Reading passage -
----
Your essayist has a new job on the fourth floor of Toronto’s reference library, working in languages and literature. Hence, the new title of this feature.  Also, in future columns, we will likely lean a little more on L&L, especially linguistics, though not forgetting Chesterton and his crowd.

Who could forget GKC?

A close friend has just read The Devil in the White City: murder, magic and madness at the fair that changed America, by Erik Larson.

TDitWC is a “non-fiction” (a novelized fact) account of the Chicago World’s Fair of 1893, the creation of which had much in common with the creation of legislation and sausages.

Mr. Larson crosscuts this historical event with the history of Dr. H. H. Holmes, America’s first serial killer, a homicidal insurance swindler who operated at the same time, just a few miles from the fairgrounds. We suspect Mr. Larson is trying to be ironic. Holmes found many of his victims – unwary young women – in the crowds that crammed Chicago for the event. He even built a sort of hotel, with secret rooms and vaults, to lure his victims.

Mr. Larson’s book received got a good deal of praise (and sales), was a finalist for the National Book Award, and actually won the Edgar Award for best crime non-fiction, and winning an Edgar is not easy.

While we were talking about TDITWC, my friend asked “Why is it that we like to read about this stuff?” Meaning true-crime, and perhaps also crime fiction generally.

It’s a nice question.

Socrates, a reasonable man if there ever was one, might have suggested that perhaps we ought indeed not to enjoy this kind of thing (stock fraud artists, Nazis and men in hockey masks with long knives). It doesn’t make sense. After all, isn’t nice not only, well, nicer than nasty, but in a real sense more interesting?  Evil, after all, is nothing in itself; it is no substance, it has no proper existence. The rotten apple is parasitical, as it were, to the perfect apple.
----
Available data -
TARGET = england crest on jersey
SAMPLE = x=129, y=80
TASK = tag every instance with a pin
----
Task requirements -
(1) Please summarize the column about The Devil in the White City in two sentences.
(2) Write the next part of the column about The Devil in the White City, picking up after its final sentence.

Answers to the tasks -
(1) The columnist, newly working in languages and literature at Toronto's reference library, describes a friend's reading of Erik Larson's The Devil in the White City, which intercuts the 1893 Chicago World's Fair with the story of H. H. Holmes, a killer who found young women among the fair's crowds. The friend's question of why people like reading about crime prompts the suggestion that Socrates might have said we ought not to enjoy such things, since evil has no proper existence and is parasitical on the good.

(2)
Yes, Socrates, but it doesn’t work like that. People love true crime. Ordinary people kept Police Gazette going for over a hundred years. As public librarian, we have watched true-crime fly off the library shelves. It is not as popular as cookbooks, but it’s close. Perhaps people ought not to be interested, but they are, they are.

Now . . .what says Aristotle? Admittedly, Aristotle is not always right, but ninety-nine times out of a hundred he is the right place to start.

Speaking generally, poetry seems to owe its origin to two particular causes, both natural.From childhood men have an instinct for representation . . . And then there is the enjoyment people always get from representations.  What happens in actual experience proves this, for we enjoy looking at accurate likenesses of things which are themselves painful to see, obscene beasts, for instance, and corpses…

Poetics 1448b3–b14. Translated by W. Hamilton Fyfe.

The master of those who know puts the cause down to an instinct among humans for imitation, an aesthetic impulse, and a desire to learn.

Well, that is true enough as far as it goes. We do have an aesthetic sense, and we are most of us curious.

The aesthetic impulse, however, seems a force that operates not very strongly, on the whole.

And more importantly, the world is full of things to imitate and things to learn.  Why spend time with a mimesis of H.H. Holmes rather than a saint or a butterfly? And what is there to learn, really, from a criminal? Most of them are stupid, cruel, and self-centered, all very limited qualities.

A better answer might be that what we enjoy in these cases is not the criminality, the vice in itself, but the virtues of the villain.

Virtues?? Of course. No outstanding wicked deed can be done without virtue. Where would Genghis Khan have been without leadership, physical courage and boundless energy? Even Holmes displayed a low-level ingenuity and enterprise. Any villain of note has to have virtues he can misdirect. No one writes a book about Fred Brown, notorious thief of office supplies, unless of course he has stolen rather a lot of supplies.

But this runs into the same problem. Why read about the spectacular misuse for EVIL (we’re looking at you, Lex Luther) of Powers that Might Have Been Used for GOOD?

The answer is a little melancholy, and its implications are perhaps unflattering.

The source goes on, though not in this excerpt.